All of the entries below should be returned verbatim, apart from the pictures.

Top of Input data

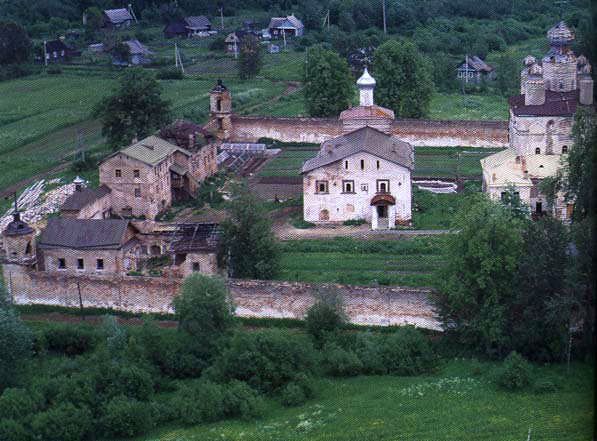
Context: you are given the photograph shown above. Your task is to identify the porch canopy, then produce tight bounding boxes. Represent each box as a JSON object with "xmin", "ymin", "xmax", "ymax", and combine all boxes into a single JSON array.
[{"xmin": 371, "ymin": 194, "xmax": 396, "ymax": 206}]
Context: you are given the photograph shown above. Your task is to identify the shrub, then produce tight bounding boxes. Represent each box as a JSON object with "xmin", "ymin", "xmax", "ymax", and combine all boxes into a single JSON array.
[
  {"xmin": 533, "ymin": 379, "xmax": 557, "ymax": 394},
  {"xmin": 208, "ymin": 329, "xmax": 318, "ymax": 394},
  {"xmin": 381, "ymin": 327, "xmax": 436, "ymax": 375},
  {"xmin": 353, "ymin": 332, "xmax": 387, "ymax": 375},
  {"xmin": 222, "ymin": 380, "xmax": 265, "ymax": 420},
  {"xmin": 43, "ymin": 324, "xmax": 96, "ymax": 356},
  {"xmin": 149, "ymin": 400, "xmax": 178, "ymax": 425},
  {"xmin": 31, "ymin": 402, "xmax": 93, "ymax": 441},
  {"xmin": 46, "ymin": 65, "xmax": 62, "ymax": 74},
  {"xmin": 54, "ymin": 374, "xmax": 97, "ymax": 409},
  {"xmin": 343, "ymin": 218, "xmax": 367, "ymax": 226},
  {"xmin": 171, "ymin": 380, "xmax": 225, "ymax": 425},
  {"xmin": 305, "ymin": 287, "xmax": 346, "ymax": 344},
  {"xmin": 322, "ymin": 343, "xmax": 363, "ymax": 377},
  {"xmin": 0, "ymin": 387, "xmax": 43, "ymax": 421},
  {"xmin": 96, "ymin": 364, "xmax": 154, "ymax": 401},
  {"xmin": 101, "ymin": 395, "xmax": 153, "ymax": 438},
  {"xmin": 156, "ymin": 67, "xmax": 183, "ymax": 80},
  {"xmin": 0, "ymin": 419, "xmax": 29, "ymax": 441},
  {"xmin": 209, "ymin": 36, "xmax": 226, "ymax": 51},
  {"xmin": 0, "ymin": 308, "xmax": 32, "ymax": 388},
  {"xmin": 279, "ymin": 382, "xmax": 306, "ymax": 407},
  {"xmin": 496, "ymin": 351, "xmax": 531, "ymax": 391}
]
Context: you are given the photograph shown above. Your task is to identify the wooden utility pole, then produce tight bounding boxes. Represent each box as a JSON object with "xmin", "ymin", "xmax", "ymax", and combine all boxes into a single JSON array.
[
  {"xmin": 219, "ymin": 7, "xmax": 224, "ymax": 30},
  {"xmin": 43, "ymin": 40, "xmax": 48, "ymax": 66},
  {"xmin": 77, "ymin": 281, "xmax": 85, "ymax": 320},
  {"xmin": 382, "ymin": 0, "xmax": 387, "ymax": 34}
]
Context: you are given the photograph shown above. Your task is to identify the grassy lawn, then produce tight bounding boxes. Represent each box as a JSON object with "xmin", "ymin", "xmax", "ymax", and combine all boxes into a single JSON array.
[
  {"xmin": 429, "ymin": 93, "xmax": 509, "ymax": 121},
  {"xmin": 276, "ymin": 237, "xmax": 447, "ymax": 287},
  {"xmin": 257, "ymin": 146, "xmax": 317, "ymax": 177},
  {"xmin": 412, "ymin": 183, "xmax": 481, "ymax": 230},
  {"xmin": 140, "ymin": 359, "xmax": 594, "ymax": 441}
]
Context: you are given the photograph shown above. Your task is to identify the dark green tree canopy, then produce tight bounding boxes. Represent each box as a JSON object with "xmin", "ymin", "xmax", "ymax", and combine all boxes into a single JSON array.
[
  {"xmin": 238, "ymin": 34, "xmax": 263, "ymax": 80},
  {"xmin": 304, "ymin": 45, "xmax": 354, "ymax": 117},
  {"xmin": 94, "ymin": 68, "xmax": 172, "ymax": 150},
  {"xmin": 372, "ymin": 39, "xmax": 434, "ymax": 118},
  {"xmin": 0, "ymin": 21, "xmax": 32, "ymax": 65}
]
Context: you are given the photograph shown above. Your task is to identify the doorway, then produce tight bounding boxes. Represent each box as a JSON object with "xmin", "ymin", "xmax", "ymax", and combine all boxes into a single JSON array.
[{"xmin": 376, "ymin": 205, "xmax": 388, "ymax": 218}]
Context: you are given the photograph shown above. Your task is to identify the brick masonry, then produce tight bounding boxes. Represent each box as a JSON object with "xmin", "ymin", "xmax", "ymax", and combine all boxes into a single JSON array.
[{"xmin": 3, "ymin": 264, "xmax": 440, "ymax": 330}]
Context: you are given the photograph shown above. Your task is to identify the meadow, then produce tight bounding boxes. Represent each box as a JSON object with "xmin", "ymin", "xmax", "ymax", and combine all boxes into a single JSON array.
[
  {"xmin": 276, "ymin": 237, "xmax": 447, "ymax": 286},
  {"xmin": 140, "ymin": 358, "xmax": 594, "ymax": 441}
]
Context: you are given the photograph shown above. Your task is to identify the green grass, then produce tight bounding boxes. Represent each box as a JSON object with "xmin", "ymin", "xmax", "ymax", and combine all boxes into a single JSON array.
[
  {"xmin": 412, "ymin": 184, "xmax": 482, "ymax": 230},
  {"xmin": 261, "ymin": 50, "xmax": 306, "ymax": 82},
  {"xmin": 257, "ymin": 147, "xmax": 317, "ymax": 177},
  {"xmin": 276, "ymin": 237, "xmax": 447, "ymax": 287},
  {"xmin": 414, "ymin": 146, "xmax": 505, "ymax": 178},
  {"xmin": 429, "ymin": 93, "xmax": 509, "ymax": 121},
  {"xmin": 139, "ymin": 358, "xmax": 594, "ymax": 441}
]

Bottom of Input data

**Response to this exercise**:
Context: you are given the photograph shown above. Your task is to identify the porch canopy, then produce tight bounding boxes. Represent each box as a JSON object with "xmin", "ymin", "xmax", "ymax", and combine all boxes into a single JSON array.
[{"xmin": 371, "ymin": 194, "xmax": 396, "ymax": 206}]
Context: you are given the photograph shown above. Your task is to identify the shrub, then produce tight bounding boxes. Represent each box as a JSON object with "xmin", "ymin", "xmax", "ymax", and combine all boxes into a single JSON array.
[
  {"xmin": 533, "ymin": 379, "xmax": 557, "ymax": 394},
  {"xmin": 208, "ymin": 329, "xmax": 318, "ymax": 394},
  {"xmin": 381, "ymin": 327, "xmax": 436, "ymax": 375},
  {"xmin": 353, "ymin": 332, "xmax": 387, "ymax": 375},
  {"xmin": 222, "ymin": 380, "xmax": 265, "ymax": 420},
  {"xmin": 43, "ymin": 324, "xmax": 96, "ymax": 356},
  {"xmin": 149, "ymin": 400, "xmax": 178, "ymax": 425},
  {"xmin": 31, "ymin": 402, "xmax": 93, "ymax": 441},
  {"xmin": 46, "ymin": 65, "xmax": 62, "ymax": 74},
  {"xmin": 54, "ymin": 374, "xmax": 97, "ymax": 409},
  {"xmin": 343, "ymin": 218, "xmax": 367, "ymax": 226},
  {"xmin": 171, "ymin": 380, "xmax": 225, "ymax": 425},
  {"xmin": 305, "ymin": 287, "xmax": 346, "ymax": 344},
  {"xmin": 322, "ymin": 343, "xmax": 363, "ymax": 377},
  {"xmin": 0, "ymin": 387, "xmax": 43, "ymax": 421},
  {"xmin": 96, "ymin": 364, "xmax": 154, "ymax": 401},
  {"xmin": 101, "ymin": 395, "xmax": 153, "ymax": 438},
  {"xmin": 156, "ymin": 67, "xmax": 183, "ymax": 80},
  {"xmin": 0, "ymin": 419, "xmax": 29, "ymax": 441},
  {"xmin": 209, "ymin": 36, "xmax": 226, "ymax": 51},
  {"xmin": 0, "ymin": 308, "xmax": 32, "ymax": 388},
  {"xmin": 279, "ymin": 382, "xmax": 306, "ymax": 407},
  {"xmin": 496, "ymin": 351, "xmax": 531, "ymax": 391}
]
Context: you are given the photograph shown above. Your task is to identify the wooden utility pole, then produce tight bounding boxes. Represent each box as a JSON object with "xmin", "ymin", "xmax", "ymax", and combine all boxes into a single JSON array.
[
  {"xmin": 219, "ymin": 7, "xmax": 224, "ymax": 30},
  {"xmin": 43, "ymin": 40, "xmax": 48, "ymax": 66},
  {"xmin": 77, "ymin": 281, "xmax": 85, "ymax": 320},
  {"xmin": 382, "ymin": 0, "xmax": 387, "ymax": 34}
]
Context: you are given the photograph shown above. Your task is to identify the grassy lawn, then produce tight bounding boxes. Represent each box as a JSON object with "xmin", "ymin", "xmax", "ymax", and combine all boxes into a single JSON array.
[
  {"xmin": 429, "ymin": 93, "xmax": 509, "ymax": 121},
  {"xmin": 276, "ymin": 237, "xmax": 447, "ymax": 287},
  {"xmin": 257, "ymin": 146, "xmax": 317, "ymax": 177},
  {"xmin": 412, "ymin": 183, "xmax": 481, "ymax": 230},
  {"xmin": 140, "ymin": 359, "xmax": 594, "ymax": 441}
]
Context: you are given the photograph shown above. Your task is to identify the dark green tree canopy, then produce tight bounding boxes. Represent each box as a JSON object with "xmin", "ymin", "xmax", "ymax", and combine all boxes into a single JSON array.
[
  {"xmin": 238, "ymin": 34, "xmax": 263, "ymax": 80},
  {"xmin": 304, "ymin": 45, "xmax": 354, "ymax": 117},
  {"xmin": 94, "ymin": 68, "xmax": 172, "ymax": 150},
  {"xmin": 372, "ymin": 39, "xmax": 434, "ymax": 118},
  {"xmin": 0, "ymin": 21, "xmax": 32, "ymax": 65}
]
Context: you are given the photograph shown above. Your task is to identify the doorway, then produce tight bounding boxes. Represent each box as a JSON object with "xmin", "ymin", "xmax", "ymax", and combine all boxes into a single JSON array.
[{"xmin": 376, "ymin": 205, "xmax": 388, "ymax": 218}]
Context: you are given the photograph shown above. Your task is to identify the brick masonry, then produce tight bounding boxes. Represent each box as a JSON object with "xmin", "ymin", "xmax", "ymax", and combine all boxes into a single JSON array.
[{"xmin": 3, "ymin": 264, "xmax": 440, "ymax": 330}]
Context: you are given the photograph shown above. Your task is to identify the meadow, then produce tight bounding boxes. Represent each box as a JSON object with "xmin", "ymin", "xmax", "ymax", and combine all boxes into a single JSON array.
[
  {"xmin": 276, "ymin": 237, "xmax": 447, "ymax": 286},
  {"xmin": 140, "ymin": 358, "xmax": 594, "ymax": 441}
]
Context: you are given the photograph shown above. Your task is to identify the green grass, then produce tight bounding boxes. Represent each box as a JSON object with "xmin", "ymin", "xmax", "ymax", and combine all boxes into a single JSON array.
[
  {"xmin": 412, "ymin": 184, "xmax": 482, "ymax": 230},
  {"xmin": 261, "ymin": 50, "xmax": 306, "ymax": 82},
  {"xmin": 257, "ymin": 147, "xmax": 317, "ymax": 177},
  {"xmin": 276, "ymin": 237, "xmax": 447, "ymax": 287},
  {"xmin": 414, "ymin": 146, "xmax": 505, "ymax": 178},
  {"xmin": 429, "ymin": 93, "xmax": 509, "ymax": 121},
  {"xmin": 139, "ymin": 358, "xmax": 594, "ymax": 441}
]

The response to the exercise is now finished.